_What the exercise asks_
In the remembrance of Grandpa below, which countries did he spend time in or fly over during World War II? List all of them.

[Excerpt provided Boundary: Start]

By Douglas V. Gibbs
This morning I got up real early, at the break of dawn, so that I may travel down to the Riverside National Cemetery to visit my grandpa. He died a few years ago after living an ordinary life with an ordinary family that loved him dearly. His life wasn't always ordinary, however. When he was a young man he spent a while in Europe, mostly in France, as a part of the United States Army-Air Corps during World War II.
As a child I was treated often to Grandpa's tales of World War II, with Mom in the background shaking her head because of the fact that she knew his stories were mostly filled with his odd sense of humor, and only a few smatterings of truth. Nonetheless, I would listen to Grandpa's tales closely, absorbing them with intense interest, and laughing when Grandpa added a "funny."
Ol' T.C. had us kids convinced that he had punched Hitler right in the nose, and that the tide of the war turned in 1942 because the Germans got word that the great Private Clark had arrived on the shores of France. "They were quivering in their shiny black boots," Grandpa told us as we sat their ready for more information," knowing that I was ready to let them have it, should I get the chance."
He traveled to Europe on a great big Navy ship, a mighty vessel that had women of the Navy (WAVEs) and women of the Army-Air Corps (WACs) on board. After telling us about that part he winked, and said, "That's why I had WACs in my ears and WAVEs in my hair."
We were more amazed by the part that he once had hair, than we were about the women he knew.
At one point he flew over Greece and Italy and ran into a situation where he thought his plane was going down under enemy fire. The episode was enough to startle him for life. He refused to fly after that. As a kid I remember going down with my parents to pick him up at the Greyhound station, since the only way he was willing to come to California from Arkansas was with all wheels firmly planted on the ground.
Mom always gave Grandpa the option to move to California to let her take care of him in his final years, but Grandpa was firm in his resolve that Arkansas was his home, and he planned to live out his years on his piece of property in Conway, with his pond full of catfish, and a squirrel named Clyde. Years later, after a mild stroke, an ice storm, and a couple weeks alone in the dark, Grandpa called Mom up and said, "I'm coming to California, and I'm flying."
He died in a Veteran's Administration hospital. The memories of his World War II stories, however, live on in his grandchildren, and they have been passed to his great-grandchildren, and will be given to his great-great-grandchildren in due time.
As I stood over his grave marker my eyes filled up with tears. Not tears of sadness, but of pride. Yeah, the ol' guy was an eccentric old man with a dozen stories, and a dozen more punch lines to go with them, but he did something few truly have. He served his country. He wore that uniform. He offered himself so that we may have liberty.
Thanks, Grandpa. You were more than ordinary.

[Excerpt provided Boundary: End]
[Provided information Boundary: Start]

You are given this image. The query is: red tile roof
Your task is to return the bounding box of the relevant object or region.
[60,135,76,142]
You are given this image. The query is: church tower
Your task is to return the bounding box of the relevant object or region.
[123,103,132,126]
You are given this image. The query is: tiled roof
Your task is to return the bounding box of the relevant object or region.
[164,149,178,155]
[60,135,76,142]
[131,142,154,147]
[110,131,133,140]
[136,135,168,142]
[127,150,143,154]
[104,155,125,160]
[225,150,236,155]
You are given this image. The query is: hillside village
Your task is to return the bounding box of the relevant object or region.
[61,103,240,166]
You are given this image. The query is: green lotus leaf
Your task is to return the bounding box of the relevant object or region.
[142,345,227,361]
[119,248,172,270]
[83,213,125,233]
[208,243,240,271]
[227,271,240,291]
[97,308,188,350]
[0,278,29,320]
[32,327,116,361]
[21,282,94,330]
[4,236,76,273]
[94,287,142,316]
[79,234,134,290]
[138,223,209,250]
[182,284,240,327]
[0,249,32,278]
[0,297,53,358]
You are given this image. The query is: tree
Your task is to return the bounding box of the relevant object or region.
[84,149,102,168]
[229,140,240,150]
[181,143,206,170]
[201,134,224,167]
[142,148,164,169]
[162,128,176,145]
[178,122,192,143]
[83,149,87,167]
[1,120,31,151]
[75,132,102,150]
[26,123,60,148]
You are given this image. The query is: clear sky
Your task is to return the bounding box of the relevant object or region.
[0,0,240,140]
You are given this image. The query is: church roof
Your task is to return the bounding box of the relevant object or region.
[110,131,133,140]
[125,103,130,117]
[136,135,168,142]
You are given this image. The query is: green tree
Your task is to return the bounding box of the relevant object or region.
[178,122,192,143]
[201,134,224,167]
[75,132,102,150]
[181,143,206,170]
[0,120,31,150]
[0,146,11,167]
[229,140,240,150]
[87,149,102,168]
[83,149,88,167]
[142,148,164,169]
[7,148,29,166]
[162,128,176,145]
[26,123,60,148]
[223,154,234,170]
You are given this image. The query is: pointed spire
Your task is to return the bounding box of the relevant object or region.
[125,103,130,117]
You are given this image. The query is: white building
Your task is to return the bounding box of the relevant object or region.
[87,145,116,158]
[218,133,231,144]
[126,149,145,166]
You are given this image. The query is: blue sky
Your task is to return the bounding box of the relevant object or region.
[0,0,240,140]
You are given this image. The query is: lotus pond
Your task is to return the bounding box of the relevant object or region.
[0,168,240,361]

[Provided information Boundary: End]

_Answer for this exercise_
France, Greece, Italy